-- Start of Records for the task --
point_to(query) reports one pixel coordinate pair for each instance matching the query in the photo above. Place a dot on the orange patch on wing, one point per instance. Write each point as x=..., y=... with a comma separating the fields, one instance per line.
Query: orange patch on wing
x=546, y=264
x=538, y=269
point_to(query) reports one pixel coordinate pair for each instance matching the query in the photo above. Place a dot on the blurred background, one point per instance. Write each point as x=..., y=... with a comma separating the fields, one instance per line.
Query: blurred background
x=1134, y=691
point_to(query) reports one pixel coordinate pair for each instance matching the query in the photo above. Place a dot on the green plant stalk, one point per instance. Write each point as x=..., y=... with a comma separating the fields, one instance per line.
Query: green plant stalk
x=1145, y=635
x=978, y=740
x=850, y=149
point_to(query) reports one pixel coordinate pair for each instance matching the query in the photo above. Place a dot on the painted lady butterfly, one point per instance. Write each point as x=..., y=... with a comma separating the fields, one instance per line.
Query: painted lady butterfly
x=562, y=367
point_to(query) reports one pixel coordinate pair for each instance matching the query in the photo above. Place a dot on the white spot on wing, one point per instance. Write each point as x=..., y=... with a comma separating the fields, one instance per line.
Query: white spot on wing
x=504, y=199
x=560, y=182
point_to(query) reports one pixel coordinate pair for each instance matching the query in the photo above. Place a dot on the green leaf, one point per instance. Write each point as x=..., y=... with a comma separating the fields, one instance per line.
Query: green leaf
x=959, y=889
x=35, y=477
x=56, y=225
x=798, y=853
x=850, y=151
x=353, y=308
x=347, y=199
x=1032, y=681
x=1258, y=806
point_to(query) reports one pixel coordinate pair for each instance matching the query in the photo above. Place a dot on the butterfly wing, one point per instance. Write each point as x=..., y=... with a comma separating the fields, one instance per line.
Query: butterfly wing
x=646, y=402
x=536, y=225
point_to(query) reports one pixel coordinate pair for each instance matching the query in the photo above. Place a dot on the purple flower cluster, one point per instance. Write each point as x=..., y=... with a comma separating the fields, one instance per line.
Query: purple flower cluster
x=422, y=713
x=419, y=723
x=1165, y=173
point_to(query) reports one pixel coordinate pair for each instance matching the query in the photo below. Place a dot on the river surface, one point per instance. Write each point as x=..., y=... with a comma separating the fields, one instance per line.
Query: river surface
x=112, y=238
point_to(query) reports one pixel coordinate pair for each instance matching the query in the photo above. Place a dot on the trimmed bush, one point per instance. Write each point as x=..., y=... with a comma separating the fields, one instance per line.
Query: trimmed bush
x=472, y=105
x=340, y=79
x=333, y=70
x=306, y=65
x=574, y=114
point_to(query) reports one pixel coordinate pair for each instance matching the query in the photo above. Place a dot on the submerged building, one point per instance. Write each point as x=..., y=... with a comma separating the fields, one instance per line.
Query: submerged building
-- End of Records for the task --
Copy every line of the items, from the line containing "on the purple" through the line containing "x=112, y=238", inclusive, and add 48 to each coordinate in the answers.

§ **The reply**:
point_to(query) reports one pixel coordinate pair for each instance matching the query in the photo above. Place a dot on the purple flower cluster, one point per instance. Write each point as x=..., y=... with a comma separating the fields, one instance per line.
Query: purple flower cluster
x=470, y=761
x=467, y=771
x=1213, y=221
point_to(query) reports one pixel coordinate pair for each instance matching the query in the photo below. Place a dot on the river surface, one point per instance. Write each point as x=..., y=... with a comma separating the fields, one instance per line.
Query: river surface
x=160, y=286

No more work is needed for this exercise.